BEGIN TEXT
From oleg at okmij.org Fri Aug 27 16:51:43 2004
To: haskell@haskell.org
Subject: Applicative translucent functors in Haskell
Message-ID: <20040827235143.2BDF7AB7E@Adric.metnet.navy.mil>
Date: Fri, 27 Aug 2004 16:51:43 -0700 (PDT)
X-comment: (July 2010) Added LANGUAGE pragma, corrected URLs
Status: RO


ML is known for its sophisticated, higher-order module system, which
is formalized in Dreyer-Crary-Harper language. A few months ago
Chung-chieh Shan showed a complete translation of that language into
System F-omega:
	http://www.cs.rutgers.edu/~ccshan/xlate/xlate.pdf

Chung-chieh Shan has concluded that languages based on F-omega, such
as Haskell with common extensions, already support higher-order
modular programming. In fact, his paper showed a sample Haskell
translation of the most complex and interesting ML module expression:
a translucent applicative functor. Different instantiations of the
functor with respect to type-compatible arguments are type-compatible;
and yet the functor hides the representation details behind the
unbreakable abstraction barrier.

Dreyer-Crary-Harper language and System F-omega are deliberately
syntactically starved, to simplify formal analyses. Therefore, using
the results of Chung-chieh Shan's paper _literally_ may be slightly
cumbersome. This message is an attempt to interpret some of
Chung-chieh Shan's results in idiomatic Haskell with the full use of
type classes. We will also show that type sharing constraints can be
expressed in a scalable manner, so that the whole translation is
practically usable. Thus we can enjoy the sophisticated, first-class
higher-order module system in today's Haskell. No new extensions are
required; furthermore, even undecidable instances (let alone
overlapping instances) are not used. This message has been inspired by
Chung-chieh Shan's paper and has greatly benefited from several
conversations with him.


Throughout this message we will be using an example of polymorphic
sets parameterized by an element-comparison function. Our example is
an extended version of the example in Chung-chieh Shan's paper. We will also be
using OCaml syntax for module expressions, which, IMHO, makes a little
bit more sense.  We abuse the terminology and use the word 'module' to
also mean what ML calls 'structure'.

This message is both Haskell and OCaml literate code. It can be loaded in
GHCi or Hugs -98 as it is. To get the OCaml code, please filter the text
of the message with "sed -n -e '/^}/ s/^} //p'"
END TEXT
BEGIN ENTRIES SUPPLIED
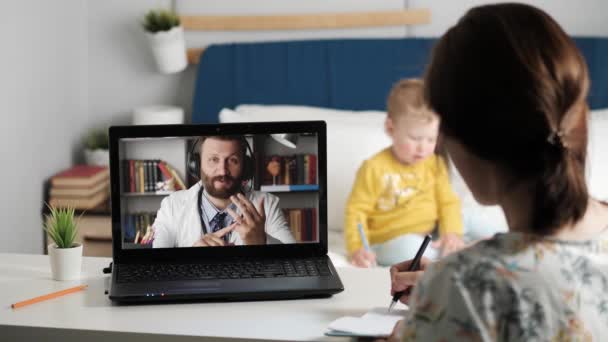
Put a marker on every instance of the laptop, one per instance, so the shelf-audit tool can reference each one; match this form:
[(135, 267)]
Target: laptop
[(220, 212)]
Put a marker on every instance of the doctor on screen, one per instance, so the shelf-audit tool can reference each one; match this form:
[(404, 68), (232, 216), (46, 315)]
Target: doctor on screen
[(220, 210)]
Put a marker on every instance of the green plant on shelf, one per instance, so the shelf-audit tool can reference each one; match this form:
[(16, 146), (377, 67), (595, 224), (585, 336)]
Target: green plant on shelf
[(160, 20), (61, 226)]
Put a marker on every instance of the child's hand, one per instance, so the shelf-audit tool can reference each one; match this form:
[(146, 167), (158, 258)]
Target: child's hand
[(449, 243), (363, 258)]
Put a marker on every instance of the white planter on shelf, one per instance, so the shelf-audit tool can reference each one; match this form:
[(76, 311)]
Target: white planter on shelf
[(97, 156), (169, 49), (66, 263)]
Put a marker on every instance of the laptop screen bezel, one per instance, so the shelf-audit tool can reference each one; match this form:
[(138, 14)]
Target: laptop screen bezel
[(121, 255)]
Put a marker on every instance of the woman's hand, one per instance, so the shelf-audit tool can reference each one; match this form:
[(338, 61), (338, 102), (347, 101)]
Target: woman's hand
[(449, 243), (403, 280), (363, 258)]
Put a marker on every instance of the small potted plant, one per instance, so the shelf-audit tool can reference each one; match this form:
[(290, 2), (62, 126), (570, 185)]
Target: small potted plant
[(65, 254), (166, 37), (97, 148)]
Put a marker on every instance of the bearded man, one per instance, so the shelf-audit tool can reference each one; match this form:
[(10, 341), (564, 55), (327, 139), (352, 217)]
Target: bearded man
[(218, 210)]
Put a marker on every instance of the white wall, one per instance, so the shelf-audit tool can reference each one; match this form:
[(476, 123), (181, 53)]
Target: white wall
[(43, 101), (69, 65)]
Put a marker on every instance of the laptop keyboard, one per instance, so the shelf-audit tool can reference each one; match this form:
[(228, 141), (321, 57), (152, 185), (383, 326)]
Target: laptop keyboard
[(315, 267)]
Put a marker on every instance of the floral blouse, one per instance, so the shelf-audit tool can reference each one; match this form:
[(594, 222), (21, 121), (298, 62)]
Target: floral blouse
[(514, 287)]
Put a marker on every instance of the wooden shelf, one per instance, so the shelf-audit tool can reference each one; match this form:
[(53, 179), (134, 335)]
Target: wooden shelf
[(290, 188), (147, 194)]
END ENTRIES SUPPLIED
TO DO>
**A.** Extract the part of the translucent functors message that runs from "Chung-chieh Shan has" to "unbreakable abstraction barrier.".
**B.** Rewrite the paragraph of the translucent functors message beginning "Dreyer-Crary-Harper language and System F-omega" as a short bulleted list that keeps its main facts.
The listing above is not needed.

ANSWERS FOR THIS EXERCISE>
**A.**
Chung-chieh Shan has concluded that languages based on F-omega, such
as Haskell with common extensions, already support higher-order
modular programming. In fact, his paper showed a sample Haskell
translation of the most complex and interesting ML module expression:
a translucent applicative functor. Different instantiations of the
functor with respect to type-compatible arguments are type-compatible;
and yet the functor hides the representation details behind the
unbreakable abstraction barrier.

**B.**
- Dreyer-Crary-Harper language and System F-omega are deliberately syntactically starved to simplify formal analyses, so applying Chung-chieh Shan's results literally may be cumbersome.
- The message interprets some of those results in idiomatic Haskell, making full use of type classes.
- It shows that type sharing constraints can be expressed in a scalable way, making the translation practically usable and giving a first-class higher-order module system in today's Haskell.
- It requires no new extensions and uses neither undecidable nor overlapping instances.
- It was inspired by Chung-chieh Shan's paper and benefited from several conversations with him.